Write out the part that opens with the line containing "Exercise. Indicate with a point every instance of the book" and closes with the line containing "x=163, y=109", both of those lines included, as a numbered list without blank lines. List no other lines.

------------------------------------------------------------

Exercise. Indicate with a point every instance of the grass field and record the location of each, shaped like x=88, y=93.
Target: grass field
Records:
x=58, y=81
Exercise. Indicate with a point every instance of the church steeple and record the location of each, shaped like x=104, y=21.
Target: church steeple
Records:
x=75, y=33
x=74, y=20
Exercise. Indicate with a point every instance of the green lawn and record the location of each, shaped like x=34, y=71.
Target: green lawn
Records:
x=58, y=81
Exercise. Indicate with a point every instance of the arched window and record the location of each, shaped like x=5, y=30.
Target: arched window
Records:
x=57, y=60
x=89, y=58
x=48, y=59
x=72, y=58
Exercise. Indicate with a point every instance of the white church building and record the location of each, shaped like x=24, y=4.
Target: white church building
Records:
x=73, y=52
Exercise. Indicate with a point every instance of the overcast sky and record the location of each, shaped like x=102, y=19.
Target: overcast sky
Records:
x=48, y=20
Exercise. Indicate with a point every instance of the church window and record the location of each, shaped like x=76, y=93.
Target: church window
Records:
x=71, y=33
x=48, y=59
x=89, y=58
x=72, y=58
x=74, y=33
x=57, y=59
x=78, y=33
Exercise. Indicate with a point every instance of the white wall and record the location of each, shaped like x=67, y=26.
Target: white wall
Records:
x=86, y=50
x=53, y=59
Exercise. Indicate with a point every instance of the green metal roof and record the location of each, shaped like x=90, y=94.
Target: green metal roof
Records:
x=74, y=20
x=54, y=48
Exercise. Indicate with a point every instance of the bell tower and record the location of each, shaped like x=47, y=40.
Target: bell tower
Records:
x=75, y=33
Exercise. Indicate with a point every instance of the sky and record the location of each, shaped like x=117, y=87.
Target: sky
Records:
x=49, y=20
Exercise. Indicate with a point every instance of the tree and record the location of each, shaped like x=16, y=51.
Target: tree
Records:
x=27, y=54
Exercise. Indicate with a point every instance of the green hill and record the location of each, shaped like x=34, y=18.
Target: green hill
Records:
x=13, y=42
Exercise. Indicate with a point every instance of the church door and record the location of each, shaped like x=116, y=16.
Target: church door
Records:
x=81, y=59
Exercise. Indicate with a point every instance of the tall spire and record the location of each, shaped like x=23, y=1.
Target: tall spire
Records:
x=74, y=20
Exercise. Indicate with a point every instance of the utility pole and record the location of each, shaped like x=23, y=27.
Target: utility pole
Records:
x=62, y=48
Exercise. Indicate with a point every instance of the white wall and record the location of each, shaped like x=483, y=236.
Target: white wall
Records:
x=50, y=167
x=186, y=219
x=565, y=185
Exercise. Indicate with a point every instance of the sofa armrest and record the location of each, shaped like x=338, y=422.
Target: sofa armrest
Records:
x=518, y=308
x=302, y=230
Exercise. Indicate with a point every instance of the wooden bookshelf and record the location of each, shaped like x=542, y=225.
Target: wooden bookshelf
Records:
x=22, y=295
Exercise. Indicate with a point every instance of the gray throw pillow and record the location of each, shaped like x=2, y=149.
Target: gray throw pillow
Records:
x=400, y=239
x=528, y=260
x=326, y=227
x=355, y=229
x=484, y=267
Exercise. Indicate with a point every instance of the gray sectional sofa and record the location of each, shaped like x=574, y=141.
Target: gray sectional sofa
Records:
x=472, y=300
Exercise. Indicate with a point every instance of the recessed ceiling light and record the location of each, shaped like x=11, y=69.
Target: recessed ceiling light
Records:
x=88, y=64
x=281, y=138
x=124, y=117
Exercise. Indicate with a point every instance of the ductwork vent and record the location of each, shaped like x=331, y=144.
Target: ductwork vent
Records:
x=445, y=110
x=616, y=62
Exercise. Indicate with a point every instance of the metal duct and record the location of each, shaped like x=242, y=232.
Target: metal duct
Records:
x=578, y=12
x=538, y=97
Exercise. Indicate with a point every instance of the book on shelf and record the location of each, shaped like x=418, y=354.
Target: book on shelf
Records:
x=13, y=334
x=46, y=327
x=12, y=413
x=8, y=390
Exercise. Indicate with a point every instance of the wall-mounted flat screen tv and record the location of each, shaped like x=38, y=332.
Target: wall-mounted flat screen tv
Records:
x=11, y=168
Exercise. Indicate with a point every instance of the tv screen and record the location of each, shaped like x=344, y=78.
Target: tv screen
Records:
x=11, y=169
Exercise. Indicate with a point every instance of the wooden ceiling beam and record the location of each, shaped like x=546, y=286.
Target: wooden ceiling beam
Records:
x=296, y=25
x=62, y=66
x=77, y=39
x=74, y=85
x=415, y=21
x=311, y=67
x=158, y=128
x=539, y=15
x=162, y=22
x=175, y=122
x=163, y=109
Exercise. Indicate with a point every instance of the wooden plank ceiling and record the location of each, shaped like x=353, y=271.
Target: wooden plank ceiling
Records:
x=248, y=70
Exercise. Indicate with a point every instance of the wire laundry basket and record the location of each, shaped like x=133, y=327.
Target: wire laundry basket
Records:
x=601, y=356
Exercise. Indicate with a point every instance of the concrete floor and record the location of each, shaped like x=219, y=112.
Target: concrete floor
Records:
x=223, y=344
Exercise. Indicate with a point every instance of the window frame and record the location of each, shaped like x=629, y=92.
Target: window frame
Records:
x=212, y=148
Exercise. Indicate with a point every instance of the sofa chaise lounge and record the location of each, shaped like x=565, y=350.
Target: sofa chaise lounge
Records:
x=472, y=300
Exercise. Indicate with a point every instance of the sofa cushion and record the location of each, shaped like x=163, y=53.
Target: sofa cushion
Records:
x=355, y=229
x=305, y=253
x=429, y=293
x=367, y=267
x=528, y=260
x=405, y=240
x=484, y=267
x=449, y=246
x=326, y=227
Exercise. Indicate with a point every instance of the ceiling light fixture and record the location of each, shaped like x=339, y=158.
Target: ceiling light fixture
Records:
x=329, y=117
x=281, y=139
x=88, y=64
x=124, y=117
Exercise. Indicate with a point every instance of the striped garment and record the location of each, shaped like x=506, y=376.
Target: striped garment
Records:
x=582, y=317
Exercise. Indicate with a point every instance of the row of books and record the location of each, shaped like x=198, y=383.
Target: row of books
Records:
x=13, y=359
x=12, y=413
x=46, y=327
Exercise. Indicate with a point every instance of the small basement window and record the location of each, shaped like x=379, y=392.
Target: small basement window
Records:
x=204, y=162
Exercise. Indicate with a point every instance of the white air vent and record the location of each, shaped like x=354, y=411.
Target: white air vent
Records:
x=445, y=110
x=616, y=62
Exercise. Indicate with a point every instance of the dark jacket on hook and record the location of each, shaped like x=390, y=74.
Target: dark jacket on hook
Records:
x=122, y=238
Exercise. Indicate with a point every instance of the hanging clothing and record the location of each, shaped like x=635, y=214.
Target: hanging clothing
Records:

------------------------------------------------------------

* Right answer *
1. Exercise. Indicate with a point every instance of the book on shelf and record the location of each, shaped like x=418, y=354.
2. Target: book on shelf
3. Records:
4. x=13, y=334
5. x=46, y=327
6. x=12, y=413
7. x=8, y=390
8. Exercise. Indicate with a point every instance of the wall-mounted flat screen tv and record the location of each, shaped like x=38, y=332.
9. Target: wall-mounted flat screen tv
10. Records:
11. x=11, y=168
12. Exercise. Indicate with a point every instance of the tv screen and record the location of each, shaped like x=344, y=78.
13. Target: tv screen
14. Records:
15. x=11, y=169
16. Exercise. Indicate with a point every instance of the wooden ceiling beam and record the location of each, shaped like x=546, y=286.
17. Target: wooden ceiling beam
18. Records:
19. x=296, y=25
20. x=62, y=66
21. x=77, y=39
22. x=74, y=85
23. x=415, y=21
24. x=311, y=67
25. x=158, y=128
26. x=539, y=15
27. x=162, y=22
28. x=175, y=122
29. x=163, y=109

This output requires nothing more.